## begin RECORDS FOR THIS EXERCISE
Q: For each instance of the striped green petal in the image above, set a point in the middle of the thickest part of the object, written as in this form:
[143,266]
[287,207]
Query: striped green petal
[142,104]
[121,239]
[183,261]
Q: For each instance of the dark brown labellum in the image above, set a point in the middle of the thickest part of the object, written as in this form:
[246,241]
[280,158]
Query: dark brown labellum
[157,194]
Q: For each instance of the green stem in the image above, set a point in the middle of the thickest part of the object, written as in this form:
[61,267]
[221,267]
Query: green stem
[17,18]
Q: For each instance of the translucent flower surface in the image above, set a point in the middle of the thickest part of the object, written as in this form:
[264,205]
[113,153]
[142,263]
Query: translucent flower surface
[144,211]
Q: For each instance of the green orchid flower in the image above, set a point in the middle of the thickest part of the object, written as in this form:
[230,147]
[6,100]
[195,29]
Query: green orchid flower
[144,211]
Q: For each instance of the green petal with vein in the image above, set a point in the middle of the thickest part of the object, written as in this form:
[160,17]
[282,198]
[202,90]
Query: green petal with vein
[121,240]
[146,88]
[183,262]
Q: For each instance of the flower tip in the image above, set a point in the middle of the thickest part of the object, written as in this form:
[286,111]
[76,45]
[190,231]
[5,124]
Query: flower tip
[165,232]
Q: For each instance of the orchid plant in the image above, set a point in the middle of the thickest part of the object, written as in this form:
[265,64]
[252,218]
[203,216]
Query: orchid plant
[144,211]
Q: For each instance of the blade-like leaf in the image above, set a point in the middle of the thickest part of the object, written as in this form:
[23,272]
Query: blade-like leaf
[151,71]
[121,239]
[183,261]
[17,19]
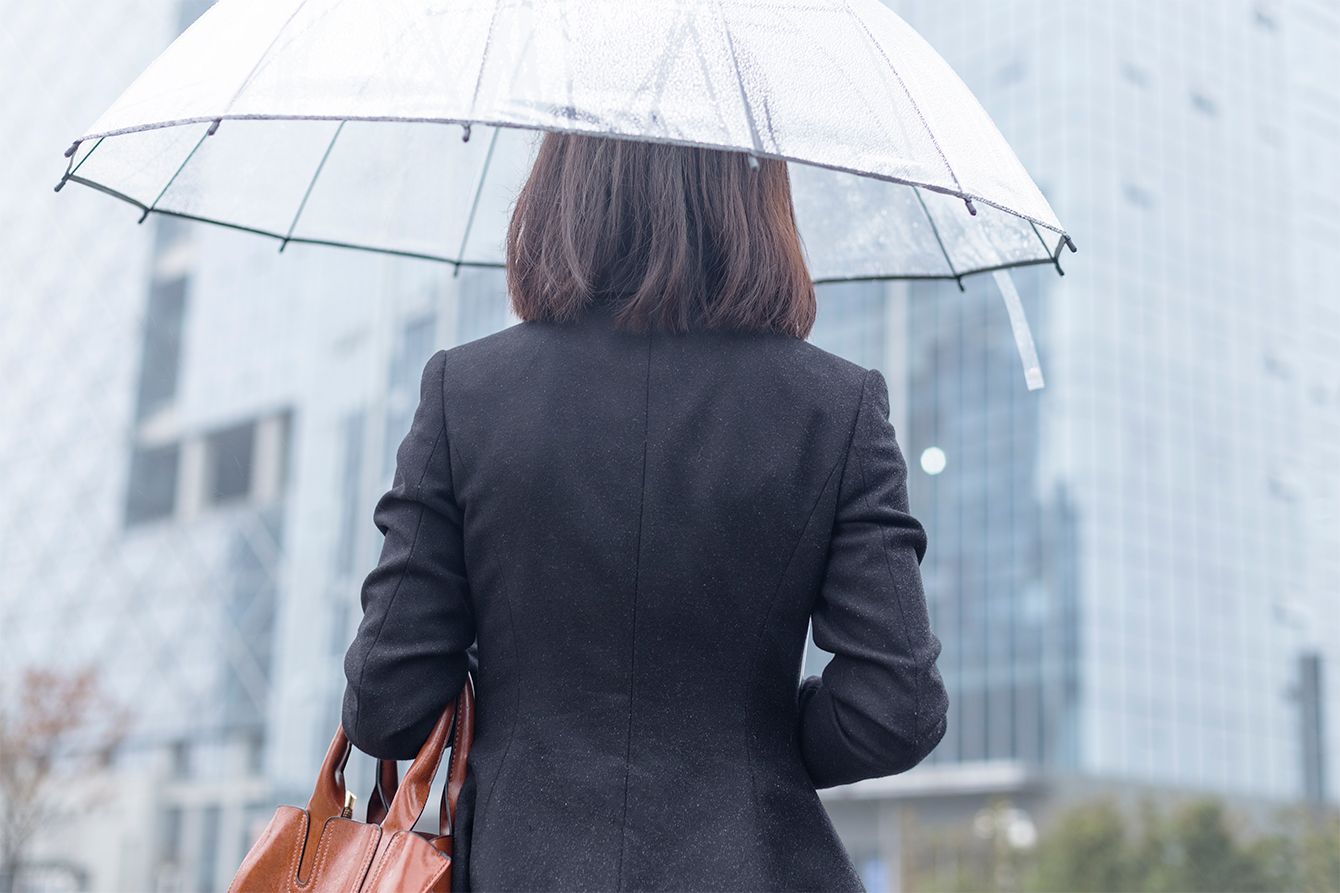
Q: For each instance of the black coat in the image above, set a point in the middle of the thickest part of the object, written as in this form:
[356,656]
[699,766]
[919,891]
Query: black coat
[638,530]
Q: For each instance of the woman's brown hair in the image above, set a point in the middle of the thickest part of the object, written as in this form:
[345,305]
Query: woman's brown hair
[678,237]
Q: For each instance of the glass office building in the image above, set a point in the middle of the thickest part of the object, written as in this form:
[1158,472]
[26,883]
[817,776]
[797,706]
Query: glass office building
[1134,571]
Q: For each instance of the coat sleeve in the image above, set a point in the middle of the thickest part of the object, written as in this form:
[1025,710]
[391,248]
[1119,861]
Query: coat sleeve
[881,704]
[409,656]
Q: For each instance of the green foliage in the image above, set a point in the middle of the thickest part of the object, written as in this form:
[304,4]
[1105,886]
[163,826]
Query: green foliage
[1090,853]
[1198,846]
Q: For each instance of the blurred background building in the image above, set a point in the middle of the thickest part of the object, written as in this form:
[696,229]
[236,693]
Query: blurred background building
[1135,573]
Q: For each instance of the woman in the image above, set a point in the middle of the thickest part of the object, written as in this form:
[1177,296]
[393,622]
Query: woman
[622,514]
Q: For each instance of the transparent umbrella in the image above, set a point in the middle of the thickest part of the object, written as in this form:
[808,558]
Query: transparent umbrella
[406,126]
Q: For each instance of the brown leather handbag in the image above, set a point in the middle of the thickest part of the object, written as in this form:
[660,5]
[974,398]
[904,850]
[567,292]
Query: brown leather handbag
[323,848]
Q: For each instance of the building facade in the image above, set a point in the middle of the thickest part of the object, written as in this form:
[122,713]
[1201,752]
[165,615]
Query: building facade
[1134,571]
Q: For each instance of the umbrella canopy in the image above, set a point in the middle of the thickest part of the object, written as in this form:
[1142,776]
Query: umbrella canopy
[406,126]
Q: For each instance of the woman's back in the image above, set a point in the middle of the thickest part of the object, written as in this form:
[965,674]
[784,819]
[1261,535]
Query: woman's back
## end RECORDS FOR THIS EXERCISE
## begin RECORDS FOR THIS EXERCISE
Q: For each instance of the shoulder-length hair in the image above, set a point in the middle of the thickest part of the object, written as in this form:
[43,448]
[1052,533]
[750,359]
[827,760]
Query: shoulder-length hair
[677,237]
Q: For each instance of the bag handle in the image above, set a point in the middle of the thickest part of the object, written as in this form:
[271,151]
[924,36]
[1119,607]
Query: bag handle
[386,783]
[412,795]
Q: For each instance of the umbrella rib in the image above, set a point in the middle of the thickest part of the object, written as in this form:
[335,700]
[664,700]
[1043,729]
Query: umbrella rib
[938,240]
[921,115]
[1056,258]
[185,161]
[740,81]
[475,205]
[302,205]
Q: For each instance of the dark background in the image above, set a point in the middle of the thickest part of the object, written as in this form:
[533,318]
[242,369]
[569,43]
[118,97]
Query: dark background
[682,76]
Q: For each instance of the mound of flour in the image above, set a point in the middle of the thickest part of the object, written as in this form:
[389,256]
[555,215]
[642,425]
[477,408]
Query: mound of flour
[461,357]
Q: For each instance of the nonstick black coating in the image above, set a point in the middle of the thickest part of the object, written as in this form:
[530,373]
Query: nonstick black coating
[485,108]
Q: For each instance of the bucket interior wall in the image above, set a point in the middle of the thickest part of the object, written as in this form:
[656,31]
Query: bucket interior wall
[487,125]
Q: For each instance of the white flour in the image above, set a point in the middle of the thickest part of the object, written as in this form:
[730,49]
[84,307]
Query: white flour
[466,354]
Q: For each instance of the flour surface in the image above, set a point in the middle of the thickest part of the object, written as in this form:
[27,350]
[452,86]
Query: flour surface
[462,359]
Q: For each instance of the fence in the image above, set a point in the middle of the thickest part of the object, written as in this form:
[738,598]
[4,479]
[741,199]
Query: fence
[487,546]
## end RECORDS FOR THIS EXERCISE
WHAT IS ASKED: Reproduce word for word the lines of the data between the line containing "Q: For each instance of the green foliage" and the line containing "Query: woman's back", inclusive of both.

RESPONSE:
Q: For each instance of the green foliage in the image above, set a point in the middle of the thickest part of the object, written as in this form:
[304,4]
[1105,886]
[163,826]
Query: green foliage
[1090,853]
[1198,846]
Q: For each instance of the blurred background building in the image above, set a point in the middle of the thickest part of the object, written as in this form:
[696,229]
[236,693]
Query: blurred background building
[1135,573]
Q: For each instance of the woman in the image above, set a point in the middle of the thickest part of the object, written as in this form:
[1177,296]
[393,622]
Query: woman
[622,514]
Q: For each instance of the transparent umbrella in the image above, set a point in the middle of the thickest part of the object, written as in this form:
[808,558]
Query: transparent umbrella
[406,126]
Q: For each instance of the brown leather handbag in the image above, set a point in the middle of the thickest part of the object, written as in this form:
[660,5]
[974,398]
[904,850]
[567,292]
Query: brown leather handbag
[323,848]
Q: For each instance of the building facade in the image above, set a point in the middle of the thickest part of the object, written as in this form:
[122,713]
[1201,752]
[165,615]
Query: building facade
[1134,571]
Q: For each instance of the umbrella canopy in the image above, set a point in the middle of the thickest part of the object, written as in this form:
[1142,776]
Query: umbrella canopy
[406,126]
Q: For each instance of the woman's back in the image above, set a point in the middle of the thickest part of the object, written as in this form:
[965,674]
[784,819]
[1261,535]
Query: woman's back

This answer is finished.